WORK INSTRUCTIONS: Copy the passage from the article on the state's Formula One funding word for word, beginning at the words "The state’s payment is" and stopping after "office in September.".

SELECTED PASSAGE:
+++
Economic development officials in Gov. Greg Abbott’s office are dramatically cutting the state’s annual contribution to Austin’s Formula One race, a move race and track officials said imperils the event’s future.

Officials with the governor’s office and Circuit of the Americas confirmed that the state’s payment to support the 2015 race would drop by more than 20 percent from previous years. The state had contributed about $25 million in 2012, 2013 and 2014; this year the amount will be closer to $19.5 million.

Bernie Ecclestone, the sport’s chief executive, told the American-Statesman the reduction could mean cancellation of the Austin race. “If it’s changed, it’s going to be difficult to continue the race in Austin,” he said, speaking from Brazil, the location of this weekend’s F1 race.

During the four decades he has controlled the international auto race series, Ecclestone has earned a reputation for hard-ball tactics, including threatening to pull races to gain negotiating leverage for his company. But Circuit of the Americas Chairman Bobby Epstein confirmed the change places the future of the Austin race in serious jeopardy.

Although a few million dollars seems a tiny sliver of a sport contested by teams that spend hundreds of millions of dollars to compete, and that is viewed by an estimated half-billion people worldwide, little of that money makes its way to local race promoters, where profit margins are thin and typically depend on government support.

“To use a technical term,” Epstein said, “I think we’re screwed.”

The dispute raises the specter of a heavyweight legal battle, pitting the race’s wealthy local promoters against the state over whether Texas officials are reneging on their apparent commitment in 2011 to support the Austin race with a quarter-billion dollar subsidy over a decade. Then-Comptroller Susan Combs and Gov. Rick Perry referenced the figures in letters to Ecclestone.

“An entire facility was constructed based on that deal,” said Dave Shaw, spokesman for Circuit of the Americas, the private company controlled by Epstein and auto magnate Red McCombs that owns and operates the racetrack southeast of Austin’s airport. “If the calculation is changed now, that’s effectively changed the terms of the deal.”

The state’s payment is based on how much economic activity the race generates for Texas. The program had been administered by Combs’ office. Circuit of the Americas pays the money directly to Ecclestone’s company as a sanctioning fee for permission to hold the race. Management of the trust fund was transferred to Abbott’s office in September.

Although attendance for Austin’s Formula One race has dropped since its inception in 2012, a spokesman for the governor’s office said that wasn’t the main reason for the $5.5 million decrease this year. Rather, he said, the office decided to use different formulas than the comptroller’s office used to calculate the race’s economic impact.
+++
DATASET RECORDS:
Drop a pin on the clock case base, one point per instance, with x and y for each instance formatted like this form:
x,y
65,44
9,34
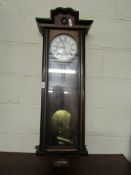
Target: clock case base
x,y
40,152
57,21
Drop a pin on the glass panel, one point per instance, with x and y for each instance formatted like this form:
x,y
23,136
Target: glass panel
x,y
63,98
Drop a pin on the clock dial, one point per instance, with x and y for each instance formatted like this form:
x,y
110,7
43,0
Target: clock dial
x,y
63,47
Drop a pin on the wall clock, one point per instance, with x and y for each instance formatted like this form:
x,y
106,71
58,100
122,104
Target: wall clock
x,y
62,123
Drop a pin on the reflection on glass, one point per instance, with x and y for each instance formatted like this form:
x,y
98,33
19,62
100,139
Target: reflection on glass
x,y
61,125
63,99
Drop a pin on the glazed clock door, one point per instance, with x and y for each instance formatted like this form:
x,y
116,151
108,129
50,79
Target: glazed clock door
x,y
62,125
63,90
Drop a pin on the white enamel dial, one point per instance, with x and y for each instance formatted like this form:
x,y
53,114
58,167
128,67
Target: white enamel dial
x,y
63,47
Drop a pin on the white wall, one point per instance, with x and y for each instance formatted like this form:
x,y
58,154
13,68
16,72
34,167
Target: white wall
x,y
108,73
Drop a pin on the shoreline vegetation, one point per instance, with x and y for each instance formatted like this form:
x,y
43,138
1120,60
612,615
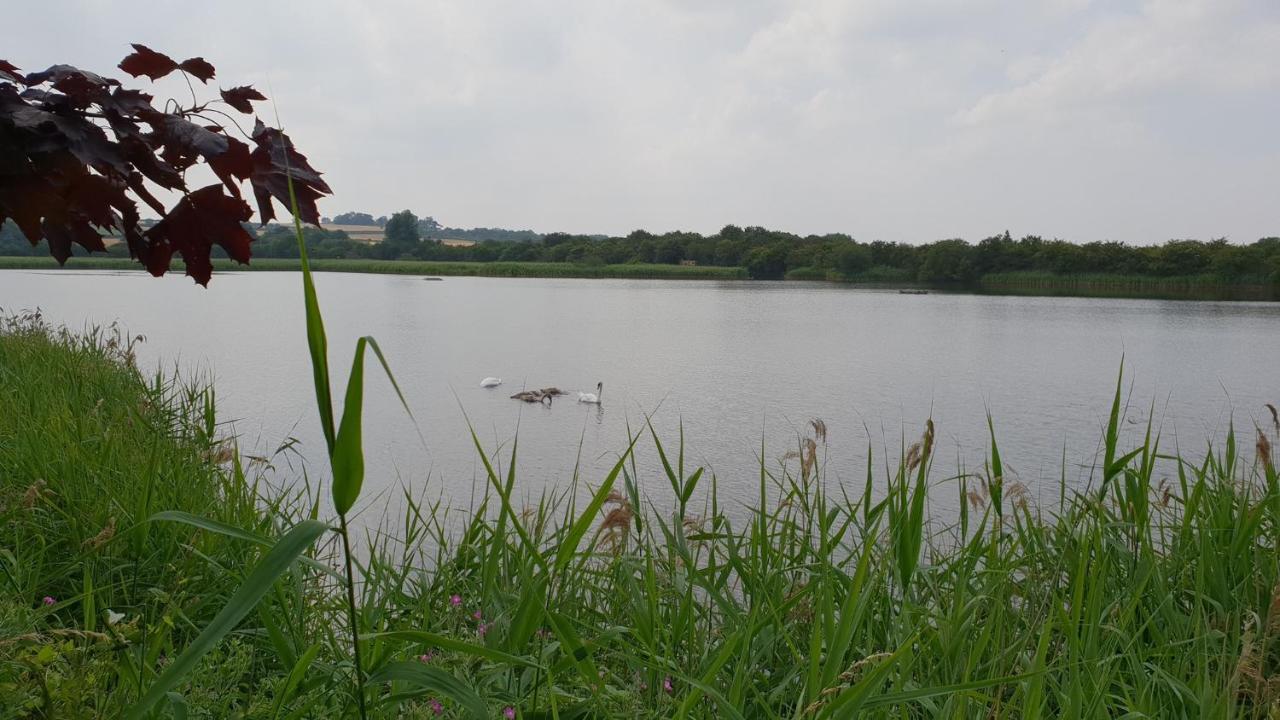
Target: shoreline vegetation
x,y
1027,283
128,523
1179,269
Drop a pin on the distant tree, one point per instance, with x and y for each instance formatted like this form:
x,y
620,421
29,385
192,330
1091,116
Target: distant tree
x,y
767,263
947,260
1183,258
353,219
853,259
428,226
400,236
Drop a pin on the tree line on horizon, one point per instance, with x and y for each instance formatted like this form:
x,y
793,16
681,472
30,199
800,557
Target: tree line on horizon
x,y
769,254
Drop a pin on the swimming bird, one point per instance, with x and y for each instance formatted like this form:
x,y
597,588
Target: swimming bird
x,y
592,397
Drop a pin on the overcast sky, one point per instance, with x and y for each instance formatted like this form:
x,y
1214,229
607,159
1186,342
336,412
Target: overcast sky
x,y
886,119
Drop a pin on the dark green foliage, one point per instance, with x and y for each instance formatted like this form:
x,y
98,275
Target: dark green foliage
x,y
401,237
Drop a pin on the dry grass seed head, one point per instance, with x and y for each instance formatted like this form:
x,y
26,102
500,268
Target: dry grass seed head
x,y
103,536
33,493
1264,447
819,429
913,456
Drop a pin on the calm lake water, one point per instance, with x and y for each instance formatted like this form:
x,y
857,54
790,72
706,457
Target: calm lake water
x,y
737,363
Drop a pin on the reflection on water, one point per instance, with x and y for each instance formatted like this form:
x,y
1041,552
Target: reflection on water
x,y
734,363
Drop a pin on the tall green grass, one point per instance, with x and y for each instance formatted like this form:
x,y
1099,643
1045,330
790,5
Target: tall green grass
x,y
1191,287
1150,593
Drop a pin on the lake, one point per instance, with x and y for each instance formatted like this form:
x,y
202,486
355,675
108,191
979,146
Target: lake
x,y
735,363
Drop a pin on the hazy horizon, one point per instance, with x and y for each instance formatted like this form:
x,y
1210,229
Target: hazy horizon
x,y
1129,121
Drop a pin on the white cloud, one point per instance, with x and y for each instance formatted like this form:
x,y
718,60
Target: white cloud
x,y
900,121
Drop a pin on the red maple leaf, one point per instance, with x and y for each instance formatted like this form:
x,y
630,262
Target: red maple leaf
x,y
240,96
146,62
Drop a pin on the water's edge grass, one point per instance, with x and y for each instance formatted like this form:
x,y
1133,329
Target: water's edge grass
x,y
1144,595
498,269
1029,283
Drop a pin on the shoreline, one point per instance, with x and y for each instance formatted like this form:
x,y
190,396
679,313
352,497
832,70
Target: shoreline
x,y
1028,285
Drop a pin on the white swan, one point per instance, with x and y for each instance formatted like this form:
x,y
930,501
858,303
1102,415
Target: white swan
x,y
592,397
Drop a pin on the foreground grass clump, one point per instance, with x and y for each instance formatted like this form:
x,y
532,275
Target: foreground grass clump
x,y
1146,595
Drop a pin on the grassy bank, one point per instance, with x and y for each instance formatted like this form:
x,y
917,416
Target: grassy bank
x,y
1144,596
1191,287
414,268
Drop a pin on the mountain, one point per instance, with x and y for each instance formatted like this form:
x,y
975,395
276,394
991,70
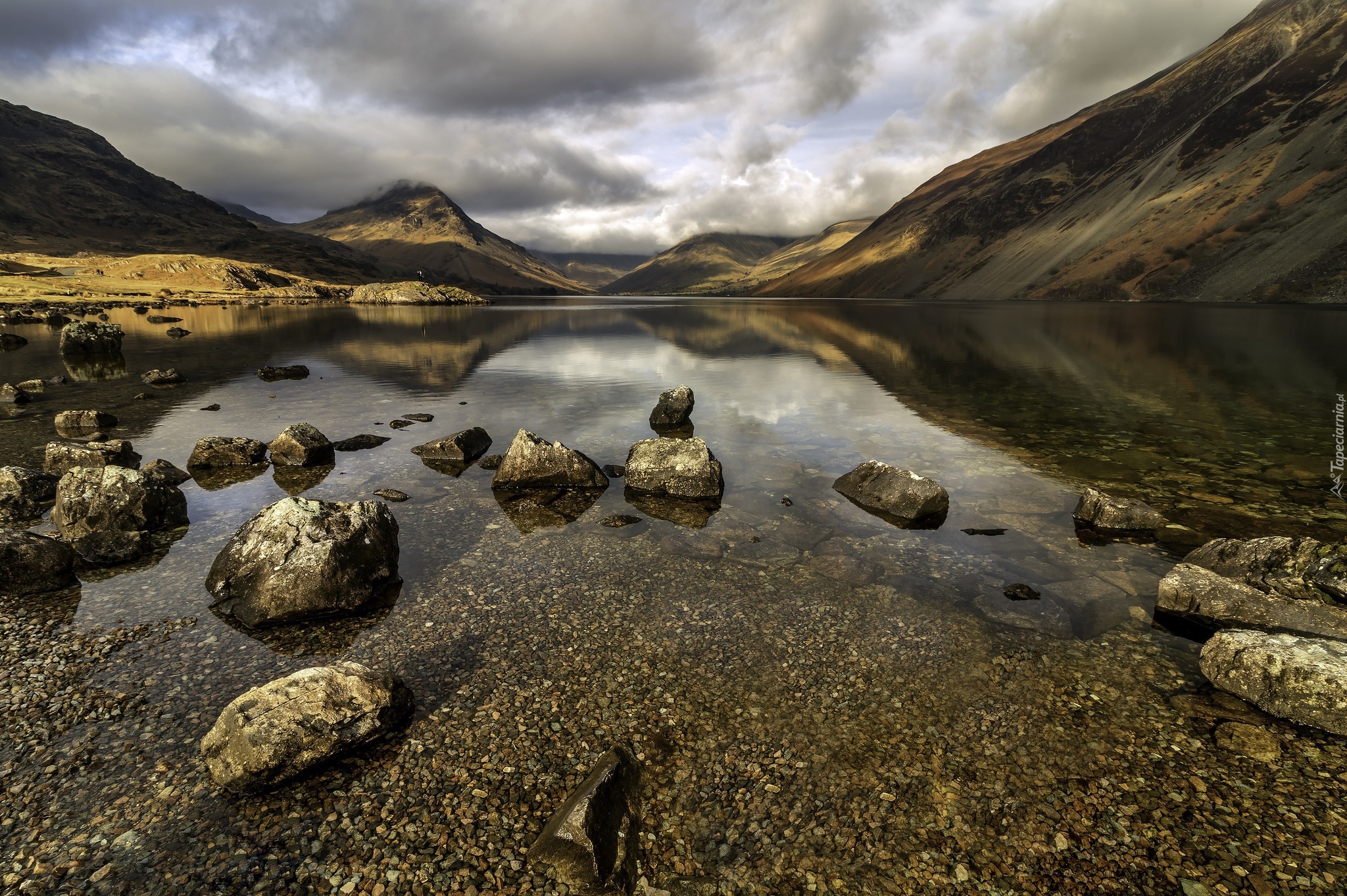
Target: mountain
+++
FULL RESPONSE:
The state’s payment is based on how much economic activity the race generates for Texas. The program had been administered by Combs’ office. Circuit of the Americas pays the money directly to Ecclestone’s company as a sanctioning fee for permission to hold the race. Management of the trust fund was transferred to Abbott’s office in September.